Task requirements: Copy every line of the listing below word for word, without changing anything.

Information given:
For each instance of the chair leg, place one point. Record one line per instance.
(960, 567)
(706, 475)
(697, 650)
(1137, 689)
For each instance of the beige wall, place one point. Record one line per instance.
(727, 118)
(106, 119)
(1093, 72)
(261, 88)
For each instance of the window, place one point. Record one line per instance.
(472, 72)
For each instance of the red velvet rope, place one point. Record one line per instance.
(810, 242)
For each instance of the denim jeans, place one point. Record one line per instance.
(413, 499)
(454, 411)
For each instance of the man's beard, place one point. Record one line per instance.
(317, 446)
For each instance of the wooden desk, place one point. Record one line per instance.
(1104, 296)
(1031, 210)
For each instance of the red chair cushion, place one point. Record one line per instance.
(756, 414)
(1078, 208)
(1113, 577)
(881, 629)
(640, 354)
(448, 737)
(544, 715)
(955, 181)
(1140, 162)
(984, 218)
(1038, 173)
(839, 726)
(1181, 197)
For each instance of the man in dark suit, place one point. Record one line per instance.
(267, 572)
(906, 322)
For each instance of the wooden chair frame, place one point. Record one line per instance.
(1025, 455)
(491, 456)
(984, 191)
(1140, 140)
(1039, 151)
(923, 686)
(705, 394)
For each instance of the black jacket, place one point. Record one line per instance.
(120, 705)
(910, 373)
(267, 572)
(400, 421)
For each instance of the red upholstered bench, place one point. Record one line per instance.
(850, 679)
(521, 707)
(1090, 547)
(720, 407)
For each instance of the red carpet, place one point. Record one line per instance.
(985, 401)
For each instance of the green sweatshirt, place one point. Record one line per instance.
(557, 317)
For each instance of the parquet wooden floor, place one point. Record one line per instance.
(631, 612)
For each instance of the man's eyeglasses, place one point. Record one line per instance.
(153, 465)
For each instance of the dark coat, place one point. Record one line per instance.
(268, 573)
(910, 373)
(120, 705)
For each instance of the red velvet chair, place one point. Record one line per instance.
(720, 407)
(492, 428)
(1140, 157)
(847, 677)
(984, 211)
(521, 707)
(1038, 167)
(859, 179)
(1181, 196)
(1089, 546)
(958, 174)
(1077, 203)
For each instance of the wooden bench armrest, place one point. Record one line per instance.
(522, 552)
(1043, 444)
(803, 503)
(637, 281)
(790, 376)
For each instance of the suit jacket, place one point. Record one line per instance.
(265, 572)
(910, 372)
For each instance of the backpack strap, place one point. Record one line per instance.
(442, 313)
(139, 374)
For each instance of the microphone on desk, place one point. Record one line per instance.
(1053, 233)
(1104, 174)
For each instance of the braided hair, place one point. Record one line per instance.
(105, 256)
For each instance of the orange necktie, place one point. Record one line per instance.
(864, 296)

Result for this exercise:
For each instance of the chair leg, place one point. Record one line per instance.
(960, 567)
(706, 475)
(697, 650)
(1137, 689)
For each instance of the beige wall, place one point. Record one line per instance.
(727, 118)
(106, 119)
(1093, 72)
(261, 88)
For each instance of the window, place one point. Record one line per instance.
(472, 72)
For each instance of the red velvet rope, place one point. Record one line per instance.
(810, 242)
For each instance of the denim jeans, place one point. Record one line per instance.
(413, 499)
(454, 411)
For each instance of the man's beard, place one point. Record one line per instance.
(317, 446)
For each instance of the wooden desk, place one point. Record one line per instance.
(1104, 296)
(1031, 210)
For each instance of the red chair cushion, place one point. Record one line per instance.
(756, 414)
(1078, 208)
(1113, 577)
(881, 629)
(640, 354)
(448, 737)
(544, 715)
(955, 181)
(1140, 162)
(984, 218)
(1038, 173)
(839, 726)
(1181, 197)
For each instance of the man in dark suit, place one point. Record one line per instance.
(267, 572)
(906, 322)
For each instance of the wooden chair frame, place one point. Record one line per instance.
(1025, 455)
(491, 456)
(984, 191)
(1140, 140)
(1039, 151)
(923, 686)
(705, 394)
For each instance of the black jacket, place one point. Record one line per instance.
(120, 705)
(910, 373)
(267, 572)
(400, 421)
For each instance of the red upholstered bench, place one point. Record one line per instance.
(850, 679)
(521, 707)
(1090, 547)
(720, 407)
For each instance of the red carpet, place one point. Record one line per instance.
(985, 401)
For each instance of the green sweatshirt, place one point. Record one line per instance.
(557, 317)
For each instance of the parquet wooden floor, place one point. Record one line per instance.
(631, 612)
For each instance of the man's eyeglasses, place one point. Record one line per instance.
(153, 465)
For each instance of the dark coat, place one point. Record one line per instance.
(268, 573)
(910, 373)
(120, 705)
For each instance of the red velvet chair, place one point. Record one line per instance.
(720, 407)
(492, 428)
(1140, 157)
(847, 677)
(984, 211)
(521, 707)
(1038, 167)
(859, 179)
(1181, 196)
(1089, 546)
(958, 174)
(1077, 203)
For each instance of the wooden bench armrest, place one point. Record one line per instance.
(522, 552)
(1043, 444)
(803, 503)
(637, 281)
(790, 376)
For each instance of the suit jacket, place one point. Record one line per instance.
(265, 572)
(910, 372)
For each instance of the backpack strap, place one point. Record one line per instance.
(442, 313)
(139, 374)
For each instance of the microphone on desk, place one point. Record one line per instance.
(1053, 233)
(1104, 174)
For each instance of the braided hair, place one point. Record one line per instance.
(105, 256)
For each instance of the orange necktie, place one point. Record one line per instance.
(864, 296)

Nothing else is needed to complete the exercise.